--- START Stored rows ---
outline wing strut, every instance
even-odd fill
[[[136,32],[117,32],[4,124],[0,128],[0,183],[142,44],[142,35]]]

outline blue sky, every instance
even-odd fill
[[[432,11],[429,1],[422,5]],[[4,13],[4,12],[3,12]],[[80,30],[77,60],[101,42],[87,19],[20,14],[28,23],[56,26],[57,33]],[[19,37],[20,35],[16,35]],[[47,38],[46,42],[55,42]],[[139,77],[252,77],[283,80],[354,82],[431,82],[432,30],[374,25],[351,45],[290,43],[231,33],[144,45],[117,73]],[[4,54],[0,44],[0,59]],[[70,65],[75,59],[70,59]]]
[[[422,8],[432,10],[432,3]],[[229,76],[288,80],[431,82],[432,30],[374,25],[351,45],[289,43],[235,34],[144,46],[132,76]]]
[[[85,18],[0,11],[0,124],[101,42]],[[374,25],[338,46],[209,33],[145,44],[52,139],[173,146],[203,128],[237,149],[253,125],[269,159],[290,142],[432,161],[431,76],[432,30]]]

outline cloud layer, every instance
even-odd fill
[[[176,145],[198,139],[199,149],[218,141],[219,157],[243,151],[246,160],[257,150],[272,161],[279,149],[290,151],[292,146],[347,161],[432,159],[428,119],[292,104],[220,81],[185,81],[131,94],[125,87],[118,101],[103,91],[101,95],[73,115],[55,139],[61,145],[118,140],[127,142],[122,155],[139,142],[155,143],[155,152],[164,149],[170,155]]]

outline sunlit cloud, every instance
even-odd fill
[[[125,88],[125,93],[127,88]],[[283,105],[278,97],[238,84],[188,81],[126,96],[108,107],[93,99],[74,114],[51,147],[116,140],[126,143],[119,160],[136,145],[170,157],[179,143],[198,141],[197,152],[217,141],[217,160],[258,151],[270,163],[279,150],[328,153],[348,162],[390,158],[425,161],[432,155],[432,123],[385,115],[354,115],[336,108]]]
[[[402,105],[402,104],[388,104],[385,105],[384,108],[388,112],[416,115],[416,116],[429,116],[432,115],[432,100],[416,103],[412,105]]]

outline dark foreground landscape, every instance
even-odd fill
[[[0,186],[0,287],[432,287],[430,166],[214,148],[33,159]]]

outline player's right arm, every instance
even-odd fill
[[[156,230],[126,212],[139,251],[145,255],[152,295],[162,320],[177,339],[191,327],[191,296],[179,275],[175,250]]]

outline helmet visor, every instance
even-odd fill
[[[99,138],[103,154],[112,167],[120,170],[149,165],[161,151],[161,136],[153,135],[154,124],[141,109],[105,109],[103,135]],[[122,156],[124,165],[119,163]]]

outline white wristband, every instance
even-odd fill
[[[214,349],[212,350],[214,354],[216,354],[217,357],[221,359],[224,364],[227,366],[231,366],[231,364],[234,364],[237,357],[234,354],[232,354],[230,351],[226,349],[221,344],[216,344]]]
--- END Stored rows ---
▸ Problem details: Copy the material from the line containing "outline white wristband, every instance" through the end, inclusive, with "white" changed to "red" and nothing else altered.

▸ Solved problem:
outline red wristband, every instance
even-odd fill
[[[214,349],[212,350],[214,354],[216,354],[217,357],[221,359],[224,364],[227,366],[231,366],[231,364],[234,364],[237,357],[234,354],[232,354],[230,351],[226,349],[221,344],[216,344]]]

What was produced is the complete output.